Extracted data entries
= = = = =
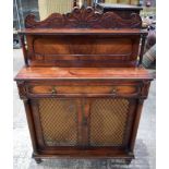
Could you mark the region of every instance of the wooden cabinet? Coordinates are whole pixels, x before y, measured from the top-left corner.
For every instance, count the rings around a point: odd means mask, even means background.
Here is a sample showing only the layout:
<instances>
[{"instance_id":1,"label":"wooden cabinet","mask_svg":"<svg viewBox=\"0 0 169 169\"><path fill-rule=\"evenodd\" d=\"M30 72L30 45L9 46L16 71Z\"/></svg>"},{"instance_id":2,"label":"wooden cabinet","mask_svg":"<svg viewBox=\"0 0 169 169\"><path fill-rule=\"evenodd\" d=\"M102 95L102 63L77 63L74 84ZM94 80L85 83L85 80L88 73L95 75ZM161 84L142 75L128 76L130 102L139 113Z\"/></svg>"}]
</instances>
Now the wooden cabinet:
<instances>
[{"instance_id":1,"label":"wooden cabinet","mask_svg":"<svg viewBox=\"0 0 169 169\"><path fill-rule=\"evenodd\" d=\"M107 25L107 15L75 8L61 17L53 14L36 22L29 15L27 28L20 33L26 65L15 81L25 105L33 157L37 162L106 157L129 164L153 80L138 68L143 50L138 44L144 46L146 36L140 16ZM114 17L120 16L109 13L109 20ZM58 20L67 22L58 27Z\"/></svg>"}]
</instances>

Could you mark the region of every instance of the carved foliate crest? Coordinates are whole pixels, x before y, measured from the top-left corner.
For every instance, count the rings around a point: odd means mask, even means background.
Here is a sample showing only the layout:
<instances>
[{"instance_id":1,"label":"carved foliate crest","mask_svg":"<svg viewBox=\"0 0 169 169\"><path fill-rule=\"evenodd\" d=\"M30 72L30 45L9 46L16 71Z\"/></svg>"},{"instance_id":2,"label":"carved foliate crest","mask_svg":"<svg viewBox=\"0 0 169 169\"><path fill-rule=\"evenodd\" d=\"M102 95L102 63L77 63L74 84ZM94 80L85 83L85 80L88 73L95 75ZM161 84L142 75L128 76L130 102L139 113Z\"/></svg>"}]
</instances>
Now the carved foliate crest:
<instances>
[{"instance_id":1,"label":"carved foliate crest","mask_svg":"<svg viewBox=\"0 0 169 169\"><path fill-rule=\"evenodd\" d=\"M142 20L136 13L130 19L122 19L113 12L98 13L93 8L75 7L71 13L53 13L37 22L35 15L25 19L26 28L141 28Z\"/></svg>"}]
</instances>

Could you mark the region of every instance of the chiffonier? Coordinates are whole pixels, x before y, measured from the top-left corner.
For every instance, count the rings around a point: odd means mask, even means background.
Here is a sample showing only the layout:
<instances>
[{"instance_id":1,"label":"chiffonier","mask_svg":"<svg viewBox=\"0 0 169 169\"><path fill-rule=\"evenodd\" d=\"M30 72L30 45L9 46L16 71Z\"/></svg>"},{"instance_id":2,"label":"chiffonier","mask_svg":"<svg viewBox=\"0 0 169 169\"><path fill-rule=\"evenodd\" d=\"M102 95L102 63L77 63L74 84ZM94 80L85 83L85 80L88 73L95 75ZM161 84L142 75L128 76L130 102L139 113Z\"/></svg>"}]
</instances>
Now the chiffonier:
<instances>
[{"instance_id":1,"label":"chiffonier","mask_svg":"<svg viewBox=\"0 0 169 169\"><path fill-rule=\"evenodd\" d=\"M141 65L147 33L132 13L74 8L20 32L25 67L15 77L33 158L112 158L126 164L153 75ZM26 41L26 43L25 43Z\"/></svg>"}]
</instances>

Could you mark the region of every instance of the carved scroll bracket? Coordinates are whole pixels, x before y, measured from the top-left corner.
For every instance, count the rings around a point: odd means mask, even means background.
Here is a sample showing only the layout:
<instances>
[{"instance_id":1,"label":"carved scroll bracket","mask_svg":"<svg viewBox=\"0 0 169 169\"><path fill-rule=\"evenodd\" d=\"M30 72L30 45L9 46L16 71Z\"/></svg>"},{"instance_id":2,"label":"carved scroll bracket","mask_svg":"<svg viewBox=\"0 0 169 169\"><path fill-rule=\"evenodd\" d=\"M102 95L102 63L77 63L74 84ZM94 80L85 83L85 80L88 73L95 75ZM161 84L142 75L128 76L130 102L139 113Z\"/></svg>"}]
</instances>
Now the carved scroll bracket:
<instances>
[{"instance_id":1,"label":"carved scroll bracket","mask_svg":"<svg viewBox=\"0 0 169 169\"><path fill-rule=\"evenodd\" d=\"M46 20L37 22L35 15L25 19L26 28L141 28L142 20L136 13L130 19L122 19L113 12L98 13L93 8L75 7L71 13L53 13Z\"/></svg>"},{"instance_id":2,"label":"carved scroll bracket","mask_svg":"<svg viewBox=\"0 0 169 169\"><path fill-rule=\"evenodd\" d=\"M26 86L24 81L17 81L17 88L20 98L23 100L27 100Z\"/></svg>"}]
</instances>

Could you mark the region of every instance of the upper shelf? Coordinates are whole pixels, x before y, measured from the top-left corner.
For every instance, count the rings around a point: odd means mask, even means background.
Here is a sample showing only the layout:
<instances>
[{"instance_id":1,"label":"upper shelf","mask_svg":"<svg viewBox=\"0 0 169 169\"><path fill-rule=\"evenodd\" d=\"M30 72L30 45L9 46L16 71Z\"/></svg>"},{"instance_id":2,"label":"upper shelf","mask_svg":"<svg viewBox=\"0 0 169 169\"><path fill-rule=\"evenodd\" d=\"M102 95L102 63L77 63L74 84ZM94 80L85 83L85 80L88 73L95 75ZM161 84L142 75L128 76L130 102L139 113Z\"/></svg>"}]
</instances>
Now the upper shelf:
<instances>
[{"instance_id":1,"label":"upper shelf","mask_svg":"<svg viewBox=\"0 0 169 169\"><path fill-rule=\"evenodd\" d=\"M19 34L33 35L140 35L147 34L146 31L137 28L25 28Z\"/></svg>"}]
</instances>

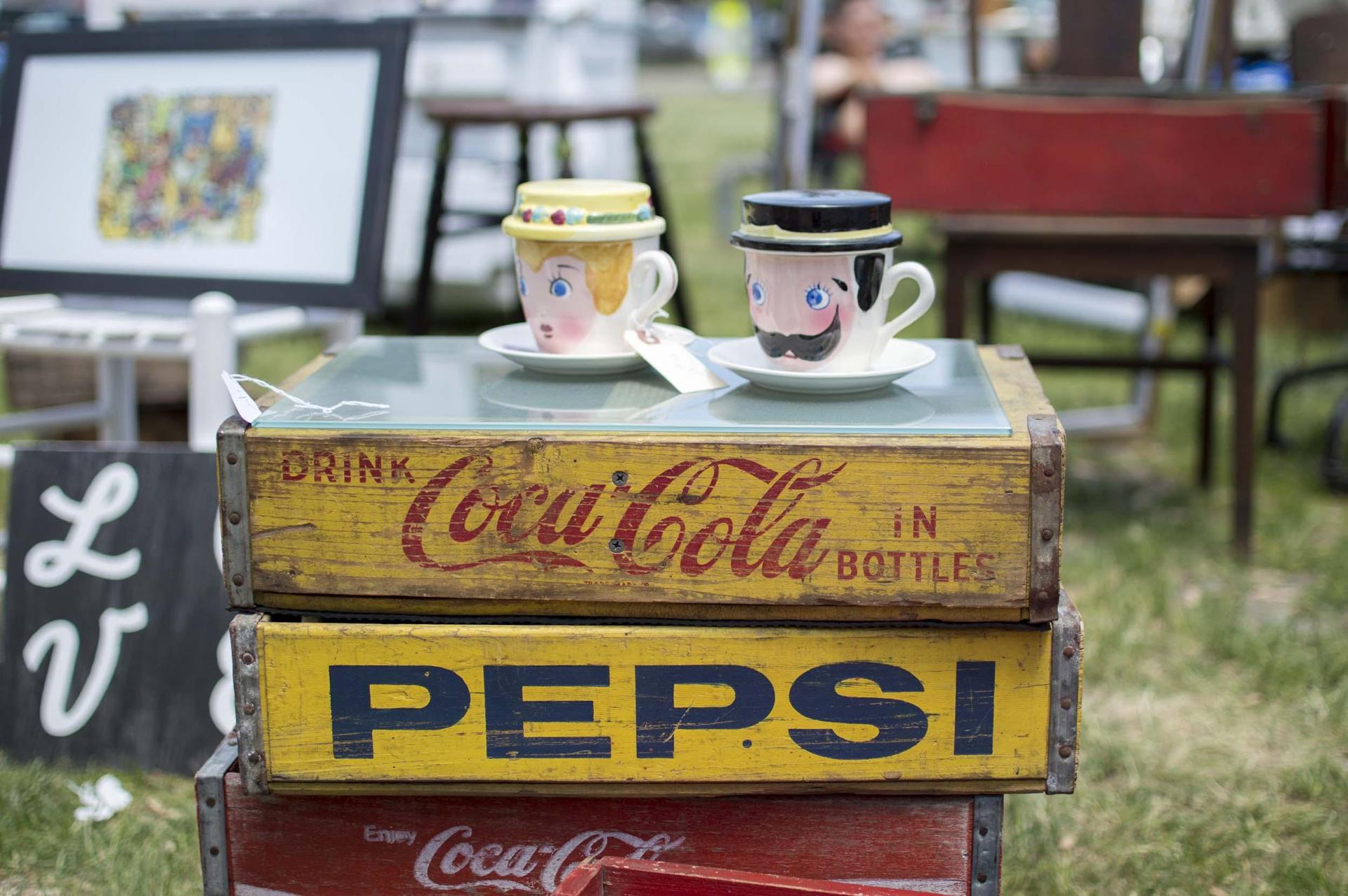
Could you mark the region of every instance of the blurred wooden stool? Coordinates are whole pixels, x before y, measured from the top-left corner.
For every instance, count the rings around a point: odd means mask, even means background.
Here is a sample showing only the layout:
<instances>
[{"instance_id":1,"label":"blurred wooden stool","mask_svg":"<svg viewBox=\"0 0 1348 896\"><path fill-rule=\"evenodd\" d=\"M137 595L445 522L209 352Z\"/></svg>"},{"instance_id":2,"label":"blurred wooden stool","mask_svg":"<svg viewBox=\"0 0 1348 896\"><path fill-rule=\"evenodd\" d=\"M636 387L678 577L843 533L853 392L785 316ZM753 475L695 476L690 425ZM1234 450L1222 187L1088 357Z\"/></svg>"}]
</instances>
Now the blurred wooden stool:
<instances>
[{"instance_id":1,"label":"blurred wooden stool","mask_svg":"<svg viewBox=\"0 0 1348 896\"><path fill-rule=\"evenodd\" d=\"M1043 356L1038 366L1124 371L1193 371L1202 376L1198 419L1198 481L1212 478L1216 372L1231 368L1235 461L1233 543L1248 556L1254 524L1255 387L1258 358L1256 291L1275 224L1237 218L1097 218L1054 216L941 216L946 236L945 335L964 335L965 287L973 282L981 306L979 341L991 344L988 280L1002 271L1034 271L1062 278L1128 280L1194 274L1213 284L1198 357L1143 358ZM1217 338L1220 318L1231 321L1229 358Z\"/></svg>"},{"instance_id":2,"label":"blurred wooden stool","mask_svg":"<svg viewBox=\"0 0 1348 896\"><path fill-rule=\"evenodd\" d=\"M407 319L407 331L423 334L430 329L431 288L435 278L435 248L439 240L454 233L466 233L483 228L496 228L500 220L510 214L510 209L500 213L458 212L450 207L445 198L445 183L449 175L449 160L453 155L454 129L461 125L473 124L508 124L514 125L519 133L519 175L518 182L532 179L528 163L528 132L535 124L554 124L561 131L558 140L558 154L561 155L561 177L572 177L570 141L568 128L577 121L631 121L632 136L636 143L636 159L640 168L640 179L651 187L651 202L656 212L666 221L670 221L670 209L661 197L659 174L655 170L655 160L651 158L650 146L646 140L646 120L655 112L650 102L593 102L593 104L531 104L515 102L514 100L426 100L421 104L422 112L433 123L439 125L439 143L435 146L435 172L431 177L430 197L426 202L426 228L422 238L421 268L417 275L417 291L412 295L412 309ZM469 228L449 230L443 226L443 220L449 214L461 214L474 218ZM663 248L674 263L678 264L678 253L674 251L674 225L670 224L665 232ZM683 287L674 291L674 309L682 323L689 323L690 318L683 299Z\"/></svg>"}]
</instances>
= = = = =
What you have to do
Display each line of the material above that contains the word "chiffonier". Case counts.

Written solution
Could you mark the region of every instance of the chiffonier? Coordinates are whole pixels, x before y, measured from the top-left corner.
[{"instance_id":1,"label":"chiffonier","mask_svg":"<svg viewBox=\"0 0 169 169\"><path fill-rule=\"evenodd\" d=\"M30 72L30 45L9 46L16 71Z\"/></svg>"},{"instance_id":2,"label":"chiffonier","mask_svg":"<svg viewBox=\"0 0 169 169\"><path fill-rule=\"evenodd\" d=\"M102 95L102 63L77 63L74 84ZM94 80L85 83L85 80L88 73L95 75ZM161 84L142 75L128 76L130 102L139 113Z\"/></svg>"}]
Now the chiffonier:
[{"instance_id":1,"label":"chiffonier","mask_svg":"<svg viewBox=\"0 0 169 169\"><path fill-rule=\"evenodd\" d=\"M141 65L147 33L132 13L74 8L20 32L25 67L15 77L33 158L112 158L126 164L153 75ZM26 41L26 43L25 43Z\"/></svg>"}]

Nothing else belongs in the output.